- _Text passage_:

I think I saw it the first time in “Ghost Busters” an eternity ago. Since then such effects are discussed more often.

The problem would be the Vectorizer, it can’t take more than one image, in other words: no image sequence nor movie. It might be possible with some tricks to call up an image sequence…

If you have little movie clip, you might posterize the clip to a few colors only. (There are plug ins available for After Effects (Ae) to get this comic/toon effect.

If you are happy with the reduction of colors (Sometimes it helps to blur the clip a little bit, before you start “posterizing it. BTW, the Colorizer in CINEMA 4D can do something like that, but not as advanced as specialized products for Ae.

If you have such a clip, use the “Find Edges” in Ae, and set this to an nice value to the dark parts (lead) in the stained glass. (This will be not as comfortable and nice to adjust as perhaps “ToonIt”. YOu might to “fiddle” around a bit with it. Each clip is different, so I can’t provide here a “magic set up”. This “black and white” pass should be rendered from Ae as well. You will use it in the Alfa channel, and one time in the Bump or even Displacement Channel, with a little blur applied to it, to allow for a smooth border. I work at least in 16bit/c, and would apply the blur in an extra pass in Ae, not in C4D, BTW. The 16bit/c is needed for a clean blur-based gradient when working in Displacement. Eight bit is not advised there at all, but funnily for the color part it might be sufficient.

- _Given task_:
Continue the passage on building a stained-glass effect from a video clip in After Effects and CINEMA 4D, picking up after its last sentence.

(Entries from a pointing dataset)
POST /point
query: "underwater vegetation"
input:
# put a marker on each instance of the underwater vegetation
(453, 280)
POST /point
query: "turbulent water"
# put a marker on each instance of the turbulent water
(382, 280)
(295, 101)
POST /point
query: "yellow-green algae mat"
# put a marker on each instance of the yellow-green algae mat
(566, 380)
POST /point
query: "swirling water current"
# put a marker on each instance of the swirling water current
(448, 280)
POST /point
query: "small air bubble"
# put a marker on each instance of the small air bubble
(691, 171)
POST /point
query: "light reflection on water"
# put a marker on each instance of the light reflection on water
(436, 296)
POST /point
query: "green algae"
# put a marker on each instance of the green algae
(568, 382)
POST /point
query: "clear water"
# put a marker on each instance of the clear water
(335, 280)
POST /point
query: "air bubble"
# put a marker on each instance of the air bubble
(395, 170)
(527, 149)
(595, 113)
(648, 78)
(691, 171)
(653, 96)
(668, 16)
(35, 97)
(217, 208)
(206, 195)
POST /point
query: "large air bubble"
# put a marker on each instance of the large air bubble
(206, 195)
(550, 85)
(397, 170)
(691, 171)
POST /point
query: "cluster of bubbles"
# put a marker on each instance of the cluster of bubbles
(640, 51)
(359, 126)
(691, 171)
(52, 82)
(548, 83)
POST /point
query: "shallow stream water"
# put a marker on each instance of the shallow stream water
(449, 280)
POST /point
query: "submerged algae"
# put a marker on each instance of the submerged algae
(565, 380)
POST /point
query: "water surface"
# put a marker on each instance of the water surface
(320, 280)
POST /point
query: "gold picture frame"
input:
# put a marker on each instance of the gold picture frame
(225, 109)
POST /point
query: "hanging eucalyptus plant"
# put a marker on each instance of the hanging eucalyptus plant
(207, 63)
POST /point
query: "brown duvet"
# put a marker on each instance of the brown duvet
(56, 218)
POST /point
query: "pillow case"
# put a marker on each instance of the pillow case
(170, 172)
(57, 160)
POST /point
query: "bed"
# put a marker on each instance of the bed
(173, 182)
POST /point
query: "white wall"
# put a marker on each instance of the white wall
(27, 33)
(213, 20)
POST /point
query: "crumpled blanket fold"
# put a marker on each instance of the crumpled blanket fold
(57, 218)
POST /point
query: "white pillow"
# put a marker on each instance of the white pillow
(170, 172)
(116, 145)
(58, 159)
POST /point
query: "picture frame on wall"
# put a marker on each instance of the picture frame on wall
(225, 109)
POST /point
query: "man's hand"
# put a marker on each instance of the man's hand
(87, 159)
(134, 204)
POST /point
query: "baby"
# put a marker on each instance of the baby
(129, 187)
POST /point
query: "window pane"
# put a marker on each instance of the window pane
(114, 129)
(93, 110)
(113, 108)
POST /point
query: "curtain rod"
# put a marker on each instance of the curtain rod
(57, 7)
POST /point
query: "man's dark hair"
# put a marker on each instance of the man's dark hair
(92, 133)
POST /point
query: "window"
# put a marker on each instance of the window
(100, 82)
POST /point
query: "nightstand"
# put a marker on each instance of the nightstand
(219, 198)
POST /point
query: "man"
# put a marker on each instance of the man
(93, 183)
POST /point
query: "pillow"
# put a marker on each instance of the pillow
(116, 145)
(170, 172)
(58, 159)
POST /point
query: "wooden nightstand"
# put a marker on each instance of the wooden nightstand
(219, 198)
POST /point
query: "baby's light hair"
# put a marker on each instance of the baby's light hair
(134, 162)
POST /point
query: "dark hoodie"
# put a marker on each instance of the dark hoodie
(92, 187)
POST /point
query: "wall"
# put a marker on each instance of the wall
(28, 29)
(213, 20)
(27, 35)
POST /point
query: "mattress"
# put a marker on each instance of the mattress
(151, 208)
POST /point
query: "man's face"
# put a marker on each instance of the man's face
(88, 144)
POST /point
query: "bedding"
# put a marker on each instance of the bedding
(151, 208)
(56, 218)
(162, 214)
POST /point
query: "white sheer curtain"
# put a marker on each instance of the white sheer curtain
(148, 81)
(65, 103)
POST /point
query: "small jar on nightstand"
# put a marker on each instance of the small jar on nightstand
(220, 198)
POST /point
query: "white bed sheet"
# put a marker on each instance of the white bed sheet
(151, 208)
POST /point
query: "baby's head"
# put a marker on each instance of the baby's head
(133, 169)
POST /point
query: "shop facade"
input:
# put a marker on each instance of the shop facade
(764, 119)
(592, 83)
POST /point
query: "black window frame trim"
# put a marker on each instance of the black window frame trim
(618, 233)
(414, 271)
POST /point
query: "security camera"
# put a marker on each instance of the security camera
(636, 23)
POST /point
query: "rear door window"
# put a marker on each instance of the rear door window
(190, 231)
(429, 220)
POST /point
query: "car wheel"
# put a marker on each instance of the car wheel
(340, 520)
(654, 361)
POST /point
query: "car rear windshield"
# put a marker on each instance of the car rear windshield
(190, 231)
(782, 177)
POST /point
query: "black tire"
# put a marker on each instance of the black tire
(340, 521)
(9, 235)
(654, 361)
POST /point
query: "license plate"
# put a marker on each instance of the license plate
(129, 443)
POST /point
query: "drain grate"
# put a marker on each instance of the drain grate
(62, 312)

- _Output for this exercise_:
The color part of the clip finds its place as discussed in the tutorial, but I would set it on its own plane object.

====

As an alternative, a polygon object, perhaps cut or “mosaic’d” in “Thrausi”  and then animated via Point Level Animation would work. The Polygon [as Instance] could be placed into a Atom Array with one axis scaled down heavily, to allow for the frame effect.

Or you create the animation of the polygon in steps. Change the polygon to your liking, and work on a copy of this, and repeat—until you got your “sequence”. If you haven’t added any points to that object, you could use it in an MoGraph-Cloner-Object, set to Blend and one clone only. Then use a Plain Effector and Animate the “Modify Clones” parameter, while the Effector is in the Cloner-Object Effector list.

There are certainly more options, if you would specify what you need, perhaps I have another idea.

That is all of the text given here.